Okunacak Metin:

Polisler çetin kış şartlarına karşı kampları kapatılan göçmenlerin battaniyelerine bile el koydu. Yürek burkan olay deyim yerindeyse Avrupa’nın göbeğinde insanlığı dondurdu.
Ülkelerindeki iç savaşlardan kaçarak Avrupa’da hayata tutunmaya çalışan göçmenler bir de çetin kış şartlarına karşı koymaya çalışıyor. Özellikle Paris’te kamplardaki doluluk nedeniyle sokaklarda ve metruk binalarda hem soğuk havaya hem de hastalıklara karşı yaşam mücadelesi veren göçmenlerin içinde bulundukları tablo yürek burktu.
Avrupa sırtını döndü
Sınır Tanımayan Doktorlar (MSF) Göç Programları Yöneticisi Marie-Elisabeth Ingres özellikle Chapelle (Şapel) ve Pajol (Pajol) mahallelerinde polis şiddetinin arttığına tanık olduklarını belirtti. Göçmenleri gecenin bir yarısı uyandırıp üzerlerindeki battaniyelere el koyduklarını aktaran Marie-Elisabeth Ingres, "Sokakta kalan göçmenler var polisler izin vermiyor bu duruma. Kamplar dolu olduğu için sokakta kalıyorlar. Battaniyelerini alıp onları bulundukları yerden gönderiyorlar. Dışarısı çok soğuk olmasına rağmen polisler kabul etmiyor. Bu duruma çözüm üretmeliyiz. Avrupa 2015 yılından bu yana tamamen sırtını döndü. Avrupa neden buna dur demiyor? Neden kimse bir şey yapmıyor. Türkiye’den gelenlere de yardım etmiyorlar" dedi.

Gösterilen Kayıtlar:
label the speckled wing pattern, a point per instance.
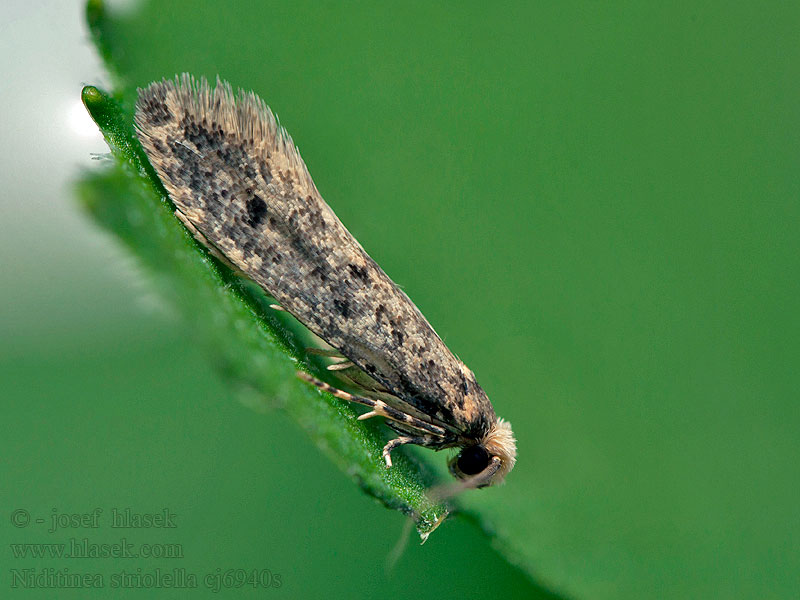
(238, 182)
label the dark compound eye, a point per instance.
(473, 460)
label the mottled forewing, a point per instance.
(238, 182)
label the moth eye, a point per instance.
(473, 460)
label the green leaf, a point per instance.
(596, 206)
(261, 348)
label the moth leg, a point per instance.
(341, 366)
(422, 440)
(378, 407)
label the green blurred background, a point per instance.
(595, 205)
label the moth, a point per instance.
(238, 183)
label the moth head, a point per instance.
(488, 461)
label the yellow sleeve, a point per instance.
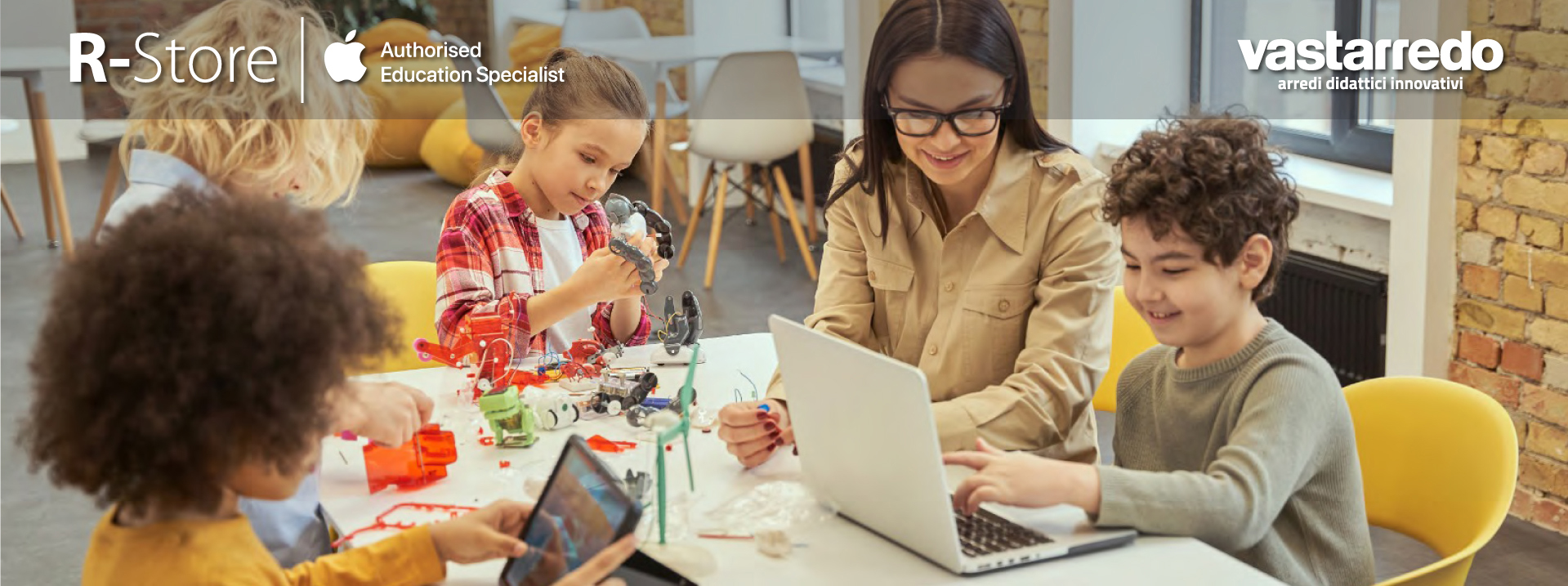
(406, 558)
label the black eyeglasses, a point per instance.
(926, 123)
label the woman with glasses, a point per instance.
(963, 240)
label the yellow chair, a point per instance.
(1438, 461)
(1131, 336)
(409, 289)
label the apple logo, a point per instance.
(342, 60)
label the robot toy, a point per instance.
(631, 218)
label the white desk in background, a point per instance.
(665, 52)
(838, 552)
(30, 63)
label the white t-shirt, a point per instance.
(563, 254)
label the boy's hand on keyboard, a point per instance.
(1023, 480)
(386, 413)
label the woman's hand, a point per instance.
(1023, 480)
(754, 434)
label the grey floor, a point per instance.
(44, 531)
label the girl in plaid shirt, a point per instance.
(534, 235)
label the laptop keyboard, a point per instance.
(988, 533)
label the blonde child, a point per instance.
(259, 140)
(534, 235)
(173, 439)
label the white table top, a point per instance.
(25, 60)
(675, 51)
(834, 550)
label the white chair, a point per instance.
(753, 113)
(623, 22)
(110, 133)
(626, 22)
(484, 105)
(10, 212)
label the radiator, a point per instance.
(1336, 309)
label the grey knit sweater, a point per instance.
(1253, 454)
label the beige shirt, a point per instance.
(1008, 315)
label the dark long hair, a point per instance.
(976, 30)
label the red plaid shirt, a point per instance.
(489, 253)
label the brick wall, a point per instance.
(1034, 24)
(121, 20)
(1512, 304)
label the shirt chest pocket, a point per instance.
(996, 323)
(891, 285)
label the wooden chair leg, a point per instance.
(718, 227)
(110, 190)
(696, 215)
(745, 174)
(42, 165)
(772, 212)
(677, 198)
(808, 190)
(10, 212)
(793, 223)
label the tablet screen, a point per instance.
(582, 511)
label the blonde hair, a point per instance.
(590, 88)
(243, 135)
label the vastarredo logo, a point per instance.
(1455, 56)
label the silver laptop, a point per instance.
(868, 444)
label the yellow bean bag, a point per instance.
(405, 110)
(447, 148)
(532, 44)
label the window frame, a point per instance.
(1349, 140)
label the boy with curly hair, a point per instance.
(1231, 430)
(189, 362)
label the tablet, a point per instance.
(582, 511)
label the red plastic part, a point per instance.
(453, 511)
(601, 444)
(419, 461)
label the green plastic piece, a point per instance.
(513, 423)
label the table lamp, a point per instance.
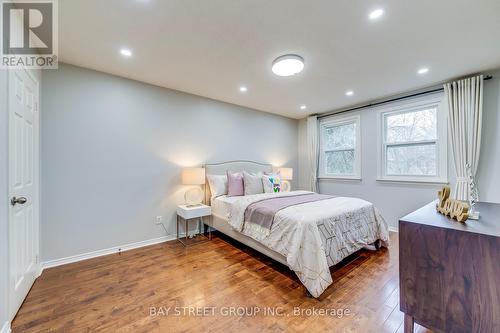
(193, 176)
(286, 175)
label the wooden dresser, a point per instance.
(449, 272)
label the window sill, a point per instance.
(358, 178)
(414, 181)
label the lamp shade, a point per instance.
(286, 173)
(193, 176)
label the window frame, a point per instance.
(333, 121)
(441, 140)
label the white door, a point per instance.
(23, 185)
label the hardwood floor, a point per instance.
(131, 292)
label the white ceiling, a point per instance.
(211, 47)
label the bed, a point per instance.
(307, 237)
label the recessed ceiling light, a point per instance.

Yönerge: Paris'teki göçmenlerle ilgili metinde yer alan "Ülkelerindeki iç savaşlardan kaçarak Avrupa’da hayata tutunmaya çalışan göçmenler bir de çetin kış şartlarına karşı koymaya çalışıyor." cümlesini İngilizceye çeviriniz.

Sorunun Çözümü: Migrants who fled the civil wars in their countries and are trying to hold on to life in Europe are now also trying to withstand harsh winter conditions.